TASK STATEMENT: Convert every line of the items below into a Markdown table with the columns Row and Line. Put each line's sequential number under Row and its text under Line, and omit blank lines.
******************************
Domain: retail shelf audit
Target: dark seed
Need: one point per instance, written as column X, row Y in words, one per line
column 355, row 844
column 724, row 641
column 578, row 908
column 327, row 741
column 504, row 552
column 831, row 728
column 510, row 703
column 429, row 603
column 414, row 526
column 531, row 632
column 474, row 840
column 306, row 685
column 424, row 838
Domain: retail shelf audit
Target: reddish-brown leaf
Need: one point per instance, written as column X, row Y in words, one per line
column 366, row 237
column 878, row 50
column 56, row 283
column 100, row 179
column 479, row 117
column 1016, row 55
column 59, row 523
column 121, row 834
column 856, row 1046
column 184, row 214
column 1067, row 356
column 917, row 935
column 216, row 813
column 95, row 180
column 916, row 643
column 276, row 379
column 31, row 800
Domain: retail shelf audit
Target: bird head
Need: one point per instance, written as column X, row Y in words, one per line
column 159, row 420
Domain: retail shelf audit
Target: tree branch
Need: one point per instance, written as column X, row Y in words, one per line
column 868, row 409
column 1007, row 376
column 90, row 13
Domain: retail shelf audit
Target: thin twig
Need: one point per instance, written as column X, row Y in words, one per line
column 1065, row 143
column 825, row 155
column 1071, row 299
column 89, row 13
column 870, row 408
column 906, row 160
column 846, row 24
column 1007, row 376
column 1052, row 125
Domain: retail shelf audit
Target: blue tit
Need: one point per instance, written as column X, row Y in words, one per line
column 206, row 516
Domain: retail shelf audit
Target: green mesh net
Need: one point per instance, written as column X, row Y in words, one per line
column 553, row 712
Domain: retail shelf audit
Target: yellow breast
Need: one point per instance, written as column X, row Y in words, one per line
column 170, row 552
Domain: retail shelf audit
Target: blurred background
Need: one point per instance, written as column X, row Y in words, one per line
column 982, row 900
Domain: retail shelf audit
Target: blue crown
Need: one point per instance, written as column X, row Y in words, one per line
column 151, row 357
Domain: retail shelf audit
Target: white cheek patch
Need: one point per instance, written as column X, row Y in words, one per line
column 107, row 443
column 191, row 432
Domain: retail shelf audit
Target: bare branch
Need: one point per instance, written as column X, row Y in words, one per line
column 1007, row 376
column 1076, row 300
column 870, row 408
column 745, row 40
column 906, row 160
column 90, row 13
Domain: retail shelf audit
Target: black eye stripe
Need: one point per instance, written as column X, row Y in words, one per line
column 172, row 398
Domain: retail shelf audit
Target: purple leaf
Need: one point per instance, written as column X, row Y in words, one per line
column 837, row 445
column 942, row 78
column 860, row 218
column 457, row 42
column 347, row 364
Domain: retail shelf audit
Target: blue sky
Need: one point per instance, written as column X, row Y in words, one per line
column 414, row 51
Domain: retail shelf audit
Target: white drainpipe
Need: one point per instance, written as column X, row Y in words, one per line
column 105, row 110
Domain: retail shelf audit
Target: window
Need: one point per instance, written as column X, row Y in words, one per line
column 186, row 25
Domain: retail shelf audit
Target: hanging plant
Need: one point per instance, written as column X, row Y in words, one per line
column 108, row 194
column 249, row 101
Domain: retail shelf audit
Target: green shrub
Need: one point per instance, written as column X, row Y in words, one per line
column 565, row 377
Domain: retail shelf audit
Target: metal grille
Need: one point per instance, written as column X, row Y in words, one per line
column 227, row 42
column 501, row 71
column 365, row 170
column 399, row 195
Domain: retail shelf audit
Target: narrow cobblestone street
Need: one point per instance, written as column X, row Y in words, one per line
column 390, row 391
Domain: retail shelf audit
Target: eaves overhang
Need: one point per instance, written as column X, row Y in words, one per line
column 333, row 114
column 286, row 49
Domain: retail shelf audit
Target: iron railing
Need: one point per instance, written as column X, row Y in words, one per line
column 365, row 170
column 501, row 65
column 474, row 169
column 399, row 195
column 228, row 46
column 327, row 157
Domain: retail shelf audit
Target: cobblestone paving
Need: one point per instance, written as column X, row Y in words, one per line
******************************
EXERCISE RESPONSE:
| Row | Line |
|---|---|
| 1 | Domain: retail shelf audit |
| 2 | Target: dark seed |
| 3 | Need: one point per instance, written as column X, row Y in words, one per line |
| 4 | column 355, row 844 |
| 5 | column 724, row 641 |
| 6 | column 578, row 908 |
| 7 | column 327, row 741 |
| 8 | column 504, row 552 |
| 9 | column 831, row 728 |
| 10 | column 510, row 703 |
| 11 | column 429, row 603 |
| 12 | column 414, row 526 |
| 13 | column 531, row 632 |
| 14 | column 474, row 840 |
| 15 | column 306, row 685 |
| 16 | column 424, row 838 |
| 17 | Domain: retail shelf audit |
| 18 | Target: reddish-brown leaf |
| 19 | Need: one point per instance, written as column X, row Y in words, one per line |
| 20 | column 366, row 237 |
| 21 | column 878, row 50 |
| 22 | column 56, row 283 |
| 23 | column 100, row 179 |
| 24 | column 479, row 117 |
| 25 | column 1016, row 55 |
| 26 | column 59, row 523 |
| 27 | column 121, row 834 |
| 28 | column 856, row 1046 |
| 29 | column 184, row 214 |
| 30 | column 1067, row 356 |
| 31 | column 917, row 935 |
| 32 | column 216, row 813 |
| 33 | column 95, row 180 |
| 34 | column 916, row 643 |
| 35 | column 276, row 379 |
| 36 | column 31, row 800 |
| 37 | Domain: retail shelf audit |
| 38 | Target: bird head |
| 39 | Need: one point per instance, written as column X, row Y in words, one per line |
| 40 | column 159, row 420 |
| 41 | Domain: retail shelf audit |
| 42 | Target: tree branch |
| 43 | Need: one point per instance, written as column X, row Y in words, one per line |
| 44 | column 868, row 409 |
| 45 | column 1007, row 376 |
| 46 | column 90, row 13 |
| 47 | Domain: retail shelf audit |
| 48 | Target: thin twig |
| 49 | Need: one point per instance, written as column X, row Y in words, one per line |
| 50 | column 1065, row 143 |
| 51 | column 825, row 155 |
| 52 | column 1071, row 299 |
| 53 | column 89, row 13 |
| 54 | column 870, row 408 |
| 55 | column 906, row 160 |
| 56 | column 846, row 24 |
| 57 | column 1007, row 376 |
| 58 | column 1052, row 125 |
| 59 | Domain: retail shelf audit |
| 60 | Target: blue tit |
| 61 | Need: one point per instance, written as column X, row Y in words, one per line |
| 62 | column 206, row 516 |
| 63 | Domain: retail shelf audit |
| 64 | Target: green mesh net |
| 65 | Need: one point per instance, written as column X, row Y in words, one per line |
| 66 | column 553, row 712 |
| 67 | Domain: retail shelf audit |
| 68 | Target: yellow breast |
| 69 | Need: one point per instance, written as column X, row Y in words, one per line |
| 70 | column 170, row 552 |
| 71 | Domain: retail shelf audit |
| 72 | Target: blurred background |
| 73 | Need: one point per instance, written as column X, row Y in words, one per line |
| 74 | column 982, row 900 |
| 75 | Domain: retail shelf audit |
| 76 | Target: blue crown |
| 77 | Need: one point per instance, written as column X, row Y in words, one per line |
| 78 | column 151, row 357 |
| 79 | Domain: retail shelf audit |
| 80 | Target: white cheek patch |
| 81 | Need: one point per instance, written as column X, row Y in words, one per line |
| 82 | column 107, row 443 |
| 83 | column 191, row 432 |
| 84 | Domain: retail shelf audit |
| 85 | Target: bare branch |
| 86 | Need: one point per instance, written as column X, row Y in words, one per line |
| 87 | column 1007, row 376 |
| 88 | column 1076, row 300 |
| 89 | column 870, row 408 |
| 90 | column 745, row 40 |
| 91 | column 906, row 160 |
| 92 | column 90, row 13 |
| 93 | Domain: retail shelf audit |
| 94 | Target: black eye stripe |
| 95 | Need: one point per instance, written as column X, row Y in words, one per line |
| 96 | column 172, row 398 |
| 97 | Domain: retail shelf audit |
| 98 | Target: purple leaf |
| 99 | Need: one point per instance, written as column X, row Y in words, one per line |
| 100 | column 837, row 445 |
| 101 | column 942, row 78 |
| 102 | column 860, row 218 |
| 103 | column 457, row 42 |
| 104 | column 347, row 364 |
| 105 | Domain: retail shelf audit |
| 106 | Target: blue sky |
| 107 | Need: one point per instance, written as column X, row Y in words, one per line |
| 108 | column 414, row 51 |
| 109 | Domain: retail shelf audit |
| 110 | Target: white drainpipe |
| 111 | Need: one point per instance, written as column X, row Y in words, one per line |
| 112 | column 105, row 110 |
| 113 | Domain: retail shelf audit |
| 114 | Target: window |
| 115 | Need: one point per instance, written as column X, row Y in words, one per line |
| 116 | column 186, row 25 |
| 117 | Domain: retail shelf audit |
| 118 | Target: hanging plant |
| 119 | Need: one point per instance, written as column X, row Y in words, one per line |
| 120 | column 108, row 194 |
| 121 | column 249, row 101 |
| 122 | Domain: retail shelf audit |
| 123 | Target: green shrub |
| 124 | Need: one point per instance, written as column X, row Y in words, one per line |
| 125 | column 565, row 377 |
| 126 | Domain: retail shelf audit |
| 127 | Target: metal grille |
| 128 | Need: one point per instance, written as column X, row Y in words, one per line |
| 129 | column 227, row 42 |
| 130 | column 501, row 71 |
| 131 | column 365, row 170 |
| 132 | column 399, row 195 |
| 133 | Domain: retail shelf audit |
| 134 | Target: narrow cobblestone street |
| 135 | Need: one point per instance, written as column X, row Y in words, one per line |
| 136 | column 390, row 391 |
| 137 | Domain: retail shelf audit |
| 138 | Target: eaves overhang |
| 139 | Need: one point per instance, written as column X, row Y in words, one per line |
| 140 | column 333, row 114 |
| 141 | column 286, row 49 |
| 142 | Domain: retail shelf audit |
| 143 | Target: iron railing |
| 144 | Need: one point per instance, written as column X, row Y in words, one per line |
| 145 | column 365, row 170 |
| 146 | column 501, row 65 |
| 147 | column 474, row 169 |
| 148 | column 399, row 195 |
| 149 | column 228, row 46 |
| 150 | column 327, row 157 |
| 151 | Domain: retail shelf audit |
| 152 | Target: cobblestone paving |
| 153 | Need: one point per instance, written as column X, row Y in words, one per line |